» Problem statement: Display each line of the material below that contains the string "tree".

Stored data entries
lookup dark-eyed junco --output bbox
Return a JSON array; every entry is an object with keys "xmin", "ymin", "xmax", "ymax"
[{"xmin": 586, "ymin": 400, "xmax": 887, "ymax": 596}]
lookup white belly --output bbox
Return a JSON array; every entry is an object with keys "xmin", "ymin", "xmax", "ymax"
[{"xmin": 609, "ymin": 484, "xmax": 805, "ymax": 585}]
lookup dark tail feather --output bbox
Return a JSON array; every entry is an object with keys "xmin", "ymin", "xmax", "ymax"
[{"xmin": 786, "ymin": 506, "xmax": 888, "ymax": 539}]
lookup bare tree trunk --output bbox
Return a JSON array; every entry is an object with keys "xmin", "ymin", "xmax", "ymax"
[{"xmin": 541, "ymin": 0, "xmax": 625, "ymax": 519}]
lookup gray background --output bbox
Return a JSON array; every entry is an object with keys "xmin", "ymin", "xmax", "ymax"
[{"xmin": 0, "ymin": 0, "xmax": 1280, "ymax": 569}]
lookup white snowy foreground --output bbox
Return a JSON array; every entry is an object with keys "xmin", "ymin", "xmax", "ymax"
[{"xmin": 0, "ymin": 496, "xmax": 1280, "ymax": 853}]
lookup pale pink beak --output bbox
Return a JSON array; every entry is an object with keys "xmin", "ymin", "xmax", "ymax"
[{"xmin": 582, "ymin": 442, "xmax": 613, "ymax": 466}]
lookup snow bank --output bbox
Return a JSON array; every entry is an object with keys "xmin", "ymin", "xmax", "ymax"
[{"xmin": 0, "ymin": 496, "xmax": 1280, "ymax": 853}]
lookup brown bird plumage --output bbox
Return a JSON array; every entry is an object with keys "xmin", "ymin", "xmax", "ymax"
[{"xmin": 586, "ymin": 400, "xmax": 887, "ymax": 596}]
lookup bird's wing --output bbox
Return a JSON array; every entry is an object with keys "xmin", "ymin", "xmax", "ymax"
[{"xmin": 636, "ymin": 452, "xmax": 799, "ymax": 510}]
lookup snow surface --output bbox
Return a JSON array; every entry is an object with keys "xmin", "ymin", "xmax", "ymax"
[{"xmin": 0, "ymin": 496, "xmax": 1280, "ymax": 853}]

...

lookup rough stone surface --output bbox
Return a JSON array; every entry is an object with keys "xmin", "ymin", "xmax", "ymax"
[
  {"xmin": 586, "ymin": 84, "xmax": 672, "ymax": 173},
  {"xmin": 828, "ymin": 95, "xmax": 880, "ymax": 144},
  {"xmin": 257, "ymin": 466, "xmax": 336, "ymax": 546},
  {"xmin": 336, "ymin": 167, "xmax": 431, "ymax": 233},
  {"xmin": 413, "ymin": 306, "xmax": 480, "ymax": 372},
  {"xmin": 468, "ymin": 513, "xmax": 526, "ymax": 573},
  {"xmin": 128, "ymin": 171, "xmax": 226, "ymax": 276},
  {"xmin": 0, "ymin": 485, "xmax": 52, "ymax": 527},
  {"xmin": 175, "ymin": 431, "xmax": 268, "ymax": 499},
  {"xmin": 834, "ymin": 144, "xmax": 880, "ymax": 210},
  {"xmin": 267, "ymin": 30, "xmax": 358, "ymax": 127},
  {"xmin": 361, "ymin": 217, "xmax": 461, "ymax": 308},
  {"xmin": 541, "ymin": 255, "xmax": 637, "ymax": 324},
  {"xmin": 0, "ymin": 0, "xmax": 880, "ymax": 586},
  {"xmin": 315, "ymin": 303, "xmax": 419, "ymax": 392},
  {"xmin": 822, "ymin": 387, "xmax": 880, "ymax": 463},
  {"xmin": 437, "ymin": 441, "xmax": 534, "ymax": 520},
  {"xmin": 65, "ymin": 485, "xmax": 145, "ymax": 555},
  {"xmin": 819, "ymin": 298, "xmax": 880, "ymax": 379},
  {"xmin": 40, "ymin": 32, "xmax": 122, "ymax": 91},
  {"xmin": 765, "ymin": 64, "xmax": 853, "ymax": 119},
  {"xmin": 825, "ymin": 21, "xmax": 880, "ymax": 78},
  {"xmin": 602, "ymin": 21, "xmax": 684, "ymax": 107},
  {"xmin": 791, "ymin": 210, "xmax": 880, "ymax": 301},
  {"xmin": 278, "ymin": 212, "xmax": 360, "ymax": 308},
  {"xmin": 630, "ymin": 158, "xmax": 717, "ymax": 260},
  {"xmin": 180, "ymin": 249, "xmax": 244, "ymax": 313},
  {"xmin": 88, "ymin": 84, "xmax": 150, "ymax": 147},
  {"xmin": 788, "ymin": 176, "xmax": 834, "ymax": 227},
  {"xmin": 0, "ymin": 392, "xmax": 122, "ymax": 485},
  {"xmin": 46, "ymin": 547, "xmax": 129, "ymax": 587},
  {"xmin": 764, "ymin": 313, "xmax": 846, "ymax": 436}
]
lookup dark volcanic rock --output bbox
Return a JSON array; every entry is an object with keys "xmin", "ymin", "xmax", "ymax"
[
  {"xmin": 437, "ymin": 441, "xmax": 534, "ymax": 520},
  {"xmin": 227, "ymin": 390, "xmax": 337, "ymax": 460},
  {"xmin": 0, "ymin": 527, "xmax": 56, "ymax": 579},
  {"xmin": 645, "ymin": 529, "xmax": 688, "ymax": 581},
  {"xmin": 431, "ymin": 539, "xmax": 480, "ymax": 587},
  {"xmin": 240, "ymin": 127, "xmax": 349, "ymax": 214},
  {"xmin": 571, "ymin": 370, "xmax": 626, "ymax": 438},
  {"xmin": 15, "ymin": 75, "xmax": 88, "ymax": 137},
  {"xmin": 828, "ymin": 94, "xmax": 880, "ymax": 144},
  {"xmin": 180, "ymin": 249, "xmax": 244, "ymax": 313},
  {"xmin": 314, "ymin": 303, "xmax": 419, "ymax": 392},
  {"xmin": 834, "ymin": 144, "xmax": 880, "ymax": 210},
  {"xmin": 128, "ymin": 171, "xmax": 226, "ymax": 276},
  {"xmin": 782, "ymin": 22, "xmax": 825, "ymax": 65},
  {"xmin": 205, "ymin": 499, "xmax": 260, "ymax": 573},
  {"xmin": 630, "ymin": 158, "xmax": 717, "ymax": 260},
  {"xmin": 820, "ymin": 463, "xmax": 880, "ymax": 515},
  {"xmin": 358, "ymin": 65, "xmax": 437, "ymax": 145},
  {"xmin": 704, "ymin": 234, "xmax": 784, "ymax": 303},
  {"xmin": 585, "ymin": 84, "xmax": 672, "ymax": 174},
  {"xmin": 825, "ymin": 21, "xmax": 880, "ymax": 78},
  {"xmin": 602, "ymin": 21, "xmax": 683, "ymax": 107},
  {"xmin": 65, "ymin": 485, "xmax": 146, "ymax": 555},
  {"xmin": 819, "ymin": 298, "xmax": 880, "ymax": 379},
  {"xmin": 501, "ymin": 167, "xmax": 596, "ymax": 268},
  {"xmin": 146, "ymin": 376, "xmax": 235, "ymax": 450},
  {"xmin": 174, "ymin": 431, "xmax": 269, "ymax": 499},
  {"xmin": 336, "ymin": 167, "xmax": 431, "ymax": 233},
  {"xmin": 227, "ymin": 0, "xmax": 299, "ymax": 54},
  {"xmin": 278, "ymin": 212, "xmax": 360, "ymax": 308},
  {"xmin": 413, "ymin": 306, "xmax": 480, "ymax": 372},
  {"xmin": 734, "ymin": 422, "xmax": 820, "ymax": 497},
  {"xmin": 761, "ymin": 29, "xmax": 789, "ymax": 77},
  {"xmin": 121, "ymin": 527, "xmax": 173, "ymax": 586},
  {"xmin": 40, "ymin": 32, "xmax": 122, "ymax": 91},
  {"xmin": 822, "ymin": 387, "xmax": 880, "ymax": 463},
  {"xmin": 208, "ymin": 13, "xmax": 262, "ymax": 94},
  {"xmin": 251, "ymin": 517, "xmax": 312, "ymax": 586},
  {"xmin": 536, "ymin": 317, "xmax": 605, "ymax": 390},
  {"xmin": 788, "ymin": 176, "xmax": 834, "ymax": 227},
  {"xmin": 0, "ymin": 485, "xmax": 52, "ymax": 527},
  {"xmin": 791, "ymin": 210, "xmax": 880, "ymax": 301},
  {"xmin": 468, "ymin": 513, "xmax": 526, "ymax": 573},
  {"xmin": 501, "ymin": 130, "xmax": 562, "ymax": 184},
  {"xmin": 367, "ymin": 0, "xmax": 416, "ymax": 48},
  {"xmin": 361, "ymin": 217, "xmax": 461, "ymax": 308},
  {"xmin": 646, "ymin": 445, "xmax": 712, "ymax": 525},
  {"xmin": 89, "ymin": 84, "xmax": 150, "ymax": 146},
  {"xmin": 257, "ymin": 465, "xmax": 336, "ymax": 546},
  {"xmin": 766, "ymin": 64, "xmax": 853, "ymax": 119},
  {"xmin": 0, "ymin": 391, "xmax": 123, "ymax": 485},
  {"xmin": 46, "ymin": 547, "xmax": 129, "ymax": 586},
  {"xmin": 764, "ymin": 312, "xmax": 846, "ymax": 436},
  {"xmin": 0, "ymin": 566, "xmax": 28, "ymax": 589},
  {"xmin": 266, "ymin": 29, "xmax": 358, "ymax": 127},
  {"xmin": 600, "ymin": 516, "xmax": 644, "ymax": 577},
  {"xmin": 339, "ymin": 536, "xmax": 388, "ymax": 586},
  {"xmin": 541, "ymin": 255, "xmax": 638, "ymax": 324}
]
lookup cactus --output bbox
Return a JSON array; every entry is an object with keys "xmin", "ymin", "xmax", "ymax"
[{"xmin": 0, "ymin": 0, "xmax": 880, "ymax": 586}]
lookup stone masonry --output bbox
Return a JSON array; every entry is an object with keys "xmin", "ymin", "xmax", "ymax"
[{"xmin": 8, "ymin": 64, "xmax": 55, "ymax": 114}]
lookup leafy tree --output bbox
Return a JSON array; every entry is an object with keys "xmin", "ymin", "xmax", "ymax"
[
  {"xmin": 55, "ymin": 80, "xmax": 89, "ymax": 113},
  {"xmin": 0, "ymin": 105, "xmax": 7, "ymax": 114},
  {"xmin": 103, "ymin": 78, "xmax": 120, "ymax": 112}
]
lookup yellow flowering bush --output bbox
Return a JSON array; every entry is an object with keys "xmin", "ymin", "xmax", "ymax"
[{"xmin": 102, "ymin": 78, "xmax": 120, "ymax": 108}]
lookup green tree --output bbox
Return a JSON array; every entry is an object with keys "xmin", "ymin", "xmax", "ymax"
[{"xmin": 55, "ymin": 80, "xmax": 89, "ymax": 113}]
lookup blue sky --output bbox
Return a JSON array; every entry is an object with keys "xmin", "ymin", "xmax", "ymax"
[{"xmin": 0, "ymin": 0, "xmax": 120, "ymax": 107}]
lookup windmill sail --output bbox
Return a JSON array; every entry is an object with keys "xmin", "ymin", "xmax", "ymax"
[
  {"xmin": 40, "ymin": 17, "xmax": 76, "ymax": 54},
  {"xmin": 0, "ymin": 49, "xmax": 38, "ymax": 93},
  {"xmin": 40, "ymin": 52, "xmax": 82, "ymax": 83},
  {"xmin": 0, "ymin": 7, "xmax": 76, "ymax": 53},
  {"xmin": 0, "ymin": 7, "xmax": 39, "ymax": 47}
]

--

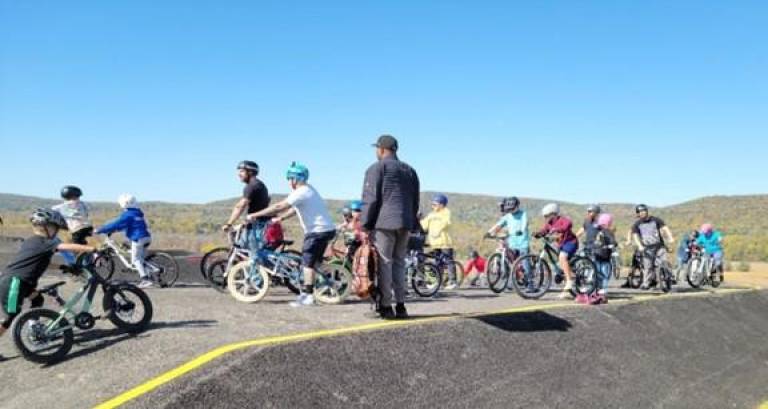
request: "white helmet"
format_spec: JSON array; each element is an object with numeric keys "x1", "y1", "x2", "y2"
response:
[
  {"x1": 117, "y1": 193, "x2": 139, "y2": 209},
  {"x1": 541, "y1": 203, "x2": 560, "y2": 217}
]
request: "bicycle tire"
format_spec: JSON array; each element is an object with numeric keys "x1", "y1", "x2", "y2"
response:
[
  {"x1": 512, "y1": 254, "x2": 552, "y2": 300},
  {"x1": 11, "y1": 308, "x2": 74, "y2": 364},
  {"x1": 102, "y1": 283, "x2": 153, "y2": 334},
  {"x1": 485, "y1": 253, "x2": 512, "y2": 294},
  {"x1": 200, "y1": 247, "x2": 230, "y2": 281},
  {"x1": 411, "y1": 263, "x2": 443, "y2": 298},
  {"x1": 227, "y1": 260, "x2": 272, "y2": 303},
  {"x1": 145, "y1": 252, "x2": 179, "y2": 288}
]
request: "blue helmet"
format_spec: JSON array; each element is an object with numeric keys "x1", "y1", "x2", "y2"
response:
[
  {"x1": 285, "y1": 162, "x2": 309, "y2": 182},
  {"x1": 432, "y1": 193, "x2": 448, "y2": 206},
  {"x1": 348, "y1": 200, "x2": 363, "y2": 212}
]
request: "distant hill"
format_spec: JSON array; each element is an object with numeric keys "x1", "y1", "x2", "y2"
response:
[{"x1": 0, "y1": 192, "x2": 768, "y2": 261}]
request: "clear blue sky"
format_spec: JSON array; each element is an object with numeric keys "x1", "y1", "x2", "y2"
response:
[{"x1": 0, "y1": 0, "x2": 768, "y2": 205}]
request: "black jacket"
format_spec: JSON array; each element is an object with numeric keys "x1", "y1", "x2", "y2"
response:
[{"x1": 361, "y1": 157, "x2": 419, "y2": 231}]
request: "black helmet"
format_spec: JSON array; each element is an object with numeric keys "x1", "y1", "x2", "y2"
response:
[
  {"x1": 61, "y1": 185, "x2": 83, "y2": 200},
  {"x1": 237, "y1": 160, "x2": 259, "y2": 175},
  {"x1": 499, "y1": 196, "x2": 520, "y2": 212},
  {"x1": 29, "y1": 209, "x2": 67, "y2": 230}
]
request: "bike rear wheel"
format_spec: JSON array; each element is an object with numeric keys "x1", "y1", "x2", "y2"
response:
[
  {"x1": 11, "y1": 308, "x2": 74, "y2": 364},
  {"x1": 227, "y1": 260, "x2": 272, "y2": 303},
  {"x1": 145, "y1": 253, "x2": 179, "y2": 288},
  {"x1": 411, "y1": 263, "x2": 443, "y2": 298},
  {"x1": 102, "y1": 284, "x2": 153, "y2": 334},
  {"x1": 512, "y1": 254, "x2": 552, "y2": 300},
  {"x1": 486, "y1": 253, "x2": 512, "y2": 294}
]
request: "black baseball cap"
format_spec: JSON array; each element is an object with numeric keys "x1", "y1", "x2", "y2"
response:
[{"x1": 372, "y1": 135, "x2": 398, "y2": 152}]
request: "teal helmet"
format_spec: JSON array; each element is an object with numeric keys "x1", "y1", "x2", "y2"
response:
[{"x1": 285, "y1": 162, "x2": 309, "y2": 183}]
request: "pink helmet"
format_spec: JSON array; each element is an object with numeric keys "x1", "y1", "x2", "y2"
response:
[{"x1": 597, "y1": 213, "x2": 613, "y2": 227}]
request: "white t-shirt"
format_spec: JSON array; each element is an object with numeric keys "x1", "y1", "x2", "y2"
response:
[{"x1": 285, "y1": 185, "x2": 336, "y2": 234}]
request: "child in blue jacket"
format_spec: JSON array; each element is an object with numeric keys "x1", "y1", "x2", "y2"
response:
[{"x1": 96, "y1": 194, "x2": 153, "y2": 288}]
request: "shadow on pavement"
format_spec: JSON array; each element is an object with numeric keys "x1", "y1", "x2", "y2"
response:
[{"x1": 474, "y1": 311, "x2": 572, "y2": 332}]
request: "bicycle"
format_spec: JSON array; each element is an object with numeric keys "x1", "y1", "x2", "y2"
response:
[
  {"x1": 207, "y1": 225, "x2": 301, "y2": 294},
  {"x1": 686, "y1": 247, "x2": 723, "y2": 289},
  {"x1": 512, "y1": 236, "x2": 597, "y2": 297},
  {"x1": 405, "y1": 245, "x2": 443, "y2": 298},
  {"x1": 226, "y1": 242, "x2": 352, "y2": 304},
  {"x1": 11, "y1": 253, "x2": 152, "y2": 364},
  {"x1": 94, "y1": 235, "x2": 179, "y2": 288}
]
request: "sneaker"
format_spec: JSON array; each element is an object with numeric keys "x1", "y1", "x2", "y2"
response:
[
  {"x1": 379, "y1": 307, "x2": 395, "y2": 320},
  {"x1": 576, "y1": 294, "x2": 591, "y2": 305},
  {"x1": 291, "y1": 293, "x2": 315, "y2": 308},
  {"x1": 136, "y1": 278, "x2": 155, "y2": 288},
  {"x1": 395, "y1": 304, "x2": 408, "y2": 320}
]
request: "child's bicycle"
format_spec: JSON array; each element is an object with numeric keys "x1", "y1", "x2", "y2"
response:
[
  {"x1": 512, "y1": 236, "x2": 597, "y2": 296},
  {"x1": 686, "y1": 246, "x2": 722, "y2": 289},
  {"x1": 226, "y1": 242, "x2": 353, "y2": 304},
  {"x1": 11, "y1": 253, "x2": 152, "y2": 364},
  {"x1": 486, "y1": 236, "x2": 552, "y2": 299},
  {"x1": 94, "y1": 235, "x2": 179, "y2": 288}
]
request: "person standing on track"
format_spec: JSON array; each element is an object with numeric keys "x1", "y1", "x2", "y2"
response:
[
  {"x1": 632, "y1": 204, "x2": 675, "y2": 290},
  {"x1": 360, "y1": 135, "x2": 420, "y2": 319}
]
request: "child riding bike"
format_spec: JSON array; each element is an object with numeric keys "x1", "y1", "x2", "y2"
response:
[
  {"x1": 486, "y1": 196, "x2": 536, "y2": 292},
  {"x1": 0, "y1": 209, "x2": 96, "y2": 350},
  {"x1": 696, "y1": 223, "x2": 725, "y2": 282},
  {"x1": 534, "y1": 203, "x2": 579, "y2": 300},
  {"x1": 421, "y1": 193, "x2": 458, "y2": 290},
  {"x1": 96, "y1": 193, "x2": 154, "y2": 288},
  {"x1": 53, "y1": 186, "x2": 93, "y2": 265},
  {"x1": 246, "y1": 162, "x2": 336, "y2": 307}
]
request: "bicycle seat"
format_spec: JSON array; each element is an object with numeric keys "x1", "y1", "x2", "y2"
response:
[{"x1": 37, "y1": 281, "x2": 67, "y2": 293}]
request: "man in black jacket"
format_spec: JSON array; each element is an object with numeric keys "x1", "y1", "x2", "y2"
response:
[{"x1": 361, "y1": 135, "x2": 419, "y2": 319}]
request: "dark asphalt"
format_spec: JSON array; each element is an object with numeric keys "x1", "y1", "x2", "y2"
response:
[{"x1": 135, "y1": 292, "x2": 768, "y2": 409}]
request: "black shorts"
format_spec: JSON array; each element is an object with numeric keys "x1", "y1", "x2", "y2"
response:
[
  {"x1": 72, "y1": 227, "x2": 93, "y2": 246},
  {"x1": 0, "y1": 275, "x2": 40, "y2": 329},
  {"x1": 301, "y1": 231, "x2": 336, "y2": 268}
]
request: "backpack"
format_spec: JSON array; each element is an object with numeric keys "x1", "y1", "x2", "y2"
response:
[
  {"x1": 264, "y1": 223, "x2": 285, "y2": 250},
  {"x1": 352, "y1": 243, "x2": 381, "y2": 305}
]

» Exercise response:
lookup bare tree trunk --output bbox
lookup leafy tree --output bbox
lookup green tree --output bbox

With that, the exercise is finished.